**Task statement:** Write out only the tail of the records, beginning at the line containing "Mark one point on every instance of the yellow leaf" and including the last line, exactly as written.

**The data:**
============

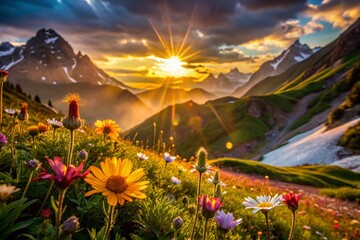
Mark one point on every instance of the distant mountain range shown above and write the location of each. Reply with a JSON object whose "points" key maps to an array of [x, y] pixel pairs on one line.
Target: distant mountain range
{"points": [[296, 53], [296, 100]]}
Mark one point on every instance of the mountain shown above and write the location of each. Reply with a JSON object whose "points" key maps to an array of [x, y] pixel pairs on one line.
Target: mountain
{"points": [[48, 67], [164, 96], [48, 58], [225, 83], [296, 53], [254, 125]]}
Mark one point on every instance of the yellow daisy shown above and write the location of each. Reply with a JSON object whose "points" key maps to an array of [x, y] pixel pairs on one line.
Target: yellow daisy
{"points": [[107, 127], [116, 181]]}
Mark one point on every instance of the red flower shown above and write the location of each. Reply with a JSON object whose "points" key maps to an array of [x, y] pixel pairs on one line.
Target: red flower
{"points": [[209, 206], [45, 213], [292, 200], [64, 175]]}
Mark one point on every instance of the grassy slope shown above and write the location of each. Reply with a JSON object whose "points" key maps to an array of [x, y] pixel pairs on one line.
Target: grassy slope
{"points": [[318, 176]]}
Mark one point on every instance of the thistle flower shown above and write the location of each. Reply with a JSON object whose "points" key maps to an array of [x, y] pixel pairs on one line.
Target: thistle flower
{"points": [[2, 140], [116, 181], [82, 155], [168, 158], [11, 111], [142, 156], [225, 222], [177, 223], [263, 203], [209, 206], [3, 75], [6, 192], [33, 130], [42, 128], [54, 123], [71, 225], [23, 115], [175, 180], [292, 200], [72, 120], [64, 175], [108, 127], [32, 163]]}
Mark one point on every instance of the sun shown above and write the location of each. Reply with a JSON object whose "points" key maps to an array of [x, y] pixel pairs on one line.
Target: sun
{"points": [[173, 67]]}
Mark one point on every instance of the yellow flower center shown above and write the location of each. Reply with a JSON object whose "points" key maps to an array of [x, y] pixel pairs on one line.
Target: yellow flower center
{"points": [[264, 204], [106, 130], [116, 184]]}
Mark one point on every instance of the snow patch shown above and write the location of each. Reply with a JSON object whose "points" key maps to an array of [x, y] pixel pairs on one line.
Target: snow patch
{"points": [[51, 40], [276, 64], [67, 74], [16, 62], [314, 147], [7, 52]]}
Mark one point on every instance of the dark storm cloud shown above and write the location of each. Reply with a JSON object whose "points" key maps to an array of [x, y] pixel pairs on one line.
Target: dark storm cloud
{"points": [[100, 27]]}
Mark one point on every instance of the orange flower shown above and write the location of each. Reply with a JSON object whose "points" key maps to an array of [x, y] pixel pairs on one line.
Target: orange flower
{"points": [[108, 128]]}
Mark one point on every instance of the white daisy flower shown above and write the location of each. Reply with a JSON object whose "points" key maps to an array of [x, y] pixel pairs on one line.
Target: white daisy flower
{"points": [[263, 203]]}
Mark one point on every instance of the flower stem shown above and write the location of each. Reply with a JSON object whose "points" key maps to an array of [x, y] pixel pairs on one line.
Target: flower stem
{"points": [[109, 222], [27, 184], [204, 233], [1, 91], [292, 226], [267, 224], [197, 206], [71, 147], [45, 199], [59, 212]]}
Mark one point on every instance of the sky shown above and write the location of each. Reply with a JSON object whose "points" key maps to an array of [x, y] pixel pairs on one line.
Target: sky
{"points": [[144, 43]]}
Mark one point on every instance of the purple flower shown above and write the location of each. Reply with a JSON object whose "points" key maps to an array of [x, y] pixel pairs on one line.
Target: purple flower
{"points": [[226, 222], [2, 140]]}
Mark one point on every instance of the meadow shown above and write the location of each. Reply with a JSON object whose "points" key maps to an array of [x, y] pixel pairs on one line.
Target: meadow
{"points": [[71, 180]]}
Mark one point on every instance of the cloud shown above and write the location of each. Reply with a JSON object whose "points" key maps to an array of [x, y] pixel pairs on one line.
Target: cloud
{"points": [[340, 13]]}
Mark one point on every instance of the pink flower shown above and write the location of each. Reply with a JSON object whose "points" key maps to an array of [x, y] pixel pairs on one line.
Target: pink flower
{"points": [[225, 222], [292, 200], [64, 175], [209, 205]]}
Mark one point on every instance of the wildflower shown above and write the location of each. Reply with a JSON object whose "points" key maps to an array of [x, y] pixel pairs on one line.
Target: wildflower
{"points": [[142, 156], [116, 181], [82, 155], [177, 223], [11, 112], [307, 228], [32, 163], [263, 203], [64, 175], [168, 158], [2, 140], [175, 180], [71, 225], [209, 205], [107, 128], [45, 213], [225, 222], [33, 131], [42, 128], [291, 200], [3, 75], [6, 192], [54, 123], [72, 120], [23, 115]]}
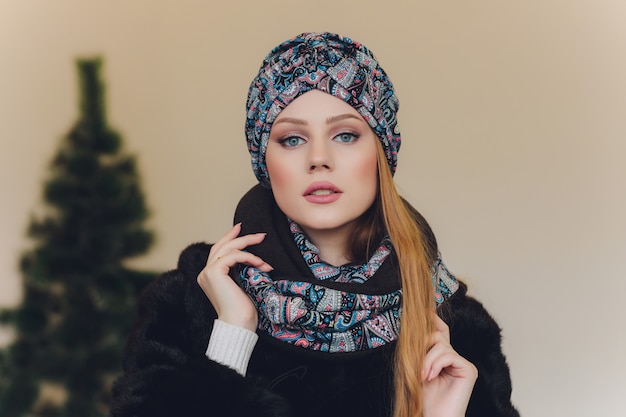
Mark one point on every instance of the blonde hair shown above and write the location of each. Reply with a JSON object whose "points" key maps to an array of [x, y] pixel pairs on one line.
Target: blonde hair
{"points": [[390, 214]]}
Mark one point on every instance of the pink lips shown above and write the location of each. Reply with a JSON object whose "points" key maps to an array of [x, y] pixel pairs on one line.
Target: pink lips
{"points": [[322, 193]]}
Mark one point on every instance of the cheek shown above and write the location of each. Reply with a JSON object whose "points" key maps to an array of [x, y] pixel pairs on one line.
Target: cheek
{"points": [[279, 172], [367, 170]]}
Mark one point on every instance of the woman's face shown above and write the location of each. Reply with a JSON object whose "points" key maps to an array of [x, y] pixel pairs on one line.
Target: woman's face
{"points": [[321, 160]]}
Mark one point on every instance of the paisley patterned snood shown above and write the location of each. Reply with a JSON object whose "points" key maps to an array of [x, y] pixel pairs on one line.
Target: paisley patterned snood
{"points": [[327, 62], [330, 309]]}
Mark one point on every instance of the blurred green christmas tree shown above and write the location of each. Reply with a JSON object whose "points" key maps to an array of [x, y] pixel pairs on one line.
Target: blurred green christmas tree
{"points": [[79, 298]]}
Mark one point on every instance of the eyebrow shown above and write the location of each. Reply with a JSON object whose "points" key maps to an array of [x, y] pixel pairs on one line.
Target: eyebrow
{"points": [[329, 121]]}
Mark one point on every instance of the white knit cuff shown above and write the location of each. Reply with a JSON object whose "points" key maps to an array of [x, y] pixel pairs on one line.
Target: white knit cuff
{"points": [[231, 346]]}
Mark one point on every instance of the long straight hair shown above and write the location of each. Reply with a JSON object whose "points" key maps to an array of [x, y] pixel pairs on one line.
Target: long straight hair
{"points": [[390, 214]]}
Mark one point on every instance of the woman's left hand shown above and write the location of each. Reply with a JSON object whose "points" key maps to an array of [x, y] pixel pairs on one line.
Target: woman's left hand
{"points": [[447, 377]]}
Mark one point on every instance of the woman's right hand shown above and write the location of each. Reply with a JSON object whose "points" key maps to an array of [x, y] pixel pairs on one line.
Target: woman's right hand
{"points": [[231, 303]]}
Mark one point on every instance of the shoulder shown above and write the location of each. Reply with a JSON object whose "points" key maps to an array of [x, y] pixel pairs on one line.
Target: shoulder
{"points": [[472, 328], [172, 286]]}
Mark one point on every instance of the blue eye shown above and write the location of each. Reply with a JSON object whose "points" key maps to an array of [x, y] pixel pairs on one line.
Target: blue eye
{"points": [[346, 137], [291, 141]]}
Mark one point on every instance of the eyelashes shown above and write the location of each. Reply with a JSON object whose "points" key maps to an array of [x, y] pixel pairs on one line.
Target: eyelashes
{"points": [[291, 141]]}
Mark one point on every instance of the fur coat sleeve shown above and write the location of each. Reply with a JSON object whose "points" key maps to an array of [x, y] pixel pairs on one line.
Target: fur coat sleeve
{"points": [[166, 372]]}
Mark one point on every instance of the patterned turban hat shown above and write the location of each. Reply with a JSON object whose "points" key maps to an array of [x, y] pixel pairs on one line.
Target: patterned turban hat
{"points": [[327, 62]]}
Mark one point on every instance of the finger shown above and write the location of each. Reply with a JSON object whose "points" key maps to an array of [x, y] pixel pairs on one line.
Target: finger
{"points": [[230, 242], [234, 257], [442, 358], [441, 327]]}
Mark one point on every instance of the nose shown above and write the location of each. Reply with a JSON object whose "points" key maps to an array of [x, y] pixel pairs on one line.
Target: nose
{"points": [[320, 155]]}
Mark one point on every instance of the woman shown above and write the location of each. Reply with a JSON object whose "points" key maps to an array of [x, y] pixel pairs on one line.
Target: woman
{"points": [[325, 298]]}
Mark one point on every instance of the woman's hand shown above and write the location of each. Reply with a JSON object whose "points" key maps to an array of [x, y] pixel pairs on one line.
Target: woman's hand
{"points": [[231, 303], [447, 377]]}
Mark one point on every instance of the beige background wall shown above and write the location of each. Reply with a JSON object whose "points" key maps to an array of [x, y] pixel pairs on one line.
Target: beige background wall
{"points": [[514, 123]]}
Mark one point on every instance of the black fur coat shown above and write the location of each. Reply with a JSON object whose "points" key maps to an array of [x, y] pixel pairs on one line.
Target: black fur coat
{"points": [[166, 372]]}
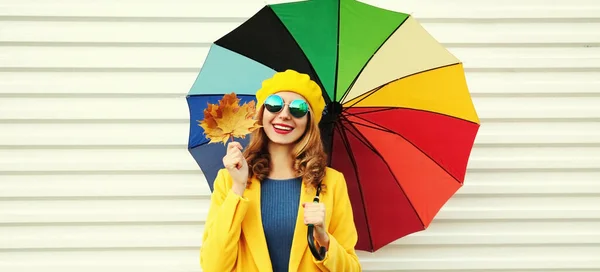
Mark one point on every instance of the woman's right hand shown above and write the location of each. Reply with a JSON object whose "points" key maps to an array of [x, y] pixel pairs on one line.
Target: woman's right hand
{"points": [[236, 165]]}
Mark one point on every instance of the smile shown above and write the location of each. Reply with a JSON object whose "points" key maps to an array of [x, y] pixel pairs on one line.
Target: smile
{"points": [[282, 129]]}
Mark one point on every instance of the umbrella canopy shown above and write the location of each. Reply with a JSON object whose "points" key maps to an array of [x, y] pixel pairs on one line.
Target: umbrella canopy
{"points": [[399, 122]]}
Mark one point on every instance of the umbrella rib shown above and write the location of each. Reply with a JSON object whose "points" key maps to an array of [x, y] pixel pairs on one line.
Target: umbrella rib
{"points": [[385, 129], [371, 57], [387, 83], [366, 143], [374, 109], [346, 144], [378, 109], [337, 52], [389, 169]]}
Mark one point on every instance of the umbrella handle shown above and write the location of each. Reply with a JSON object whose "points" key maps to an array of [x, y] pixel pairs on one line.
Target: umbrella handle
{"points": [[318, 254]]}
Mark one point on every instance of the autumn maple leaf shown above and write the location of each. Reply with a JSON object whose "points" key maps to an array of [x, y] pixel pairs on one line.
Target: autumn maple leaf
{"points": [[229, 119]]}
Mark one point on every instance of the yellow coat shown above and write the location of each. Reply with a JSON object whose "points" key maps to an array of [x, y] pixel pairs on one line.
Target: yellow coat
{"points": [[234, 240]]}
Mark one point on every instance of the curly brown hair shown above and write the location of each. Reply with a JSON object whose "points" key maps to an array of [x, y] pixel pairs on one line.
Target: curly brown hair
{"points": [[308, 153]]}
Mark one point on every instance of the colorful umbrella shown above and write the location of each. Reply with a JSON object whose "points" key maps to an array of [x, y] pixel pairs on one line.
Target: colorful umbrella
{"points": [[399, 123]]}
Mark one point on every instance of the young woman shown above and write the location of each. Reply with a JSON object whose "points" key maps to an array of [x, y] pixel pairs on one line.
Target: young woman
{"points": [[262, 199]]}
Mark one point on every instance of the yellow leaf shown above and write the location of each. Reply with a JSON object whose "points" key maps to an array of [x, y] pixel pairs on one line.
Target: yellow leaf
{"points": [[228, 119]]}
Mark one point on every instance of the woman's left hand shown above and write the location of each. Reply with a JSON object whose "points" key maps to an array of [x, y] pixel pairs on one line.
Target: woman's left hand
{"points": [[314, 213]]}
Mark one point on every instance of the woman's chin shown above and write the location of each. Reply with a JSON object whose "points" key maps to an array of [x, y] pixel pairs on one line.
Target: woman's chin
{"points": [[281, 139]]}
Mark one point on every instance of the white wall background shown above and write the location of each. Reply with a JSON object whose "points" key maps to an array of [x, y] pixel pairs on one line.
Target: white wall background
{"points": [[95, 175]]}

============

**Output:**
Mark one point on every instance of the yellow leaf shown above and write the location of each. Reply with a JSON object whose "points" key maps to an array of [x, y] pixel pairs on one line.
Target: yellow leaf
{"points": [[228, 119]]}
Mark one point on every instance of the woman's left hand shown above and write the location of each. Reply with a JSON object whose "points" key maps to an array of [x, y] pixel pairs on one line.
Target: woman's left hand
{"points": [[314, 213]]}
Mark one point on every instance of the woman's chin shown above and write the location of each. Reply with a JSON object whose "points" key maps to an array of [x, y] pixel pairs on one line.
Target: woman's chin
{"points": [[281, 139]]}
Mark one point on every instance of the white wall background shown above and write the location of each. Reply with a JSON object whose "points" key maps to an array of [x, y] pixel pairs on one line.
Target: white wall background
{"points": [[95, 175]]}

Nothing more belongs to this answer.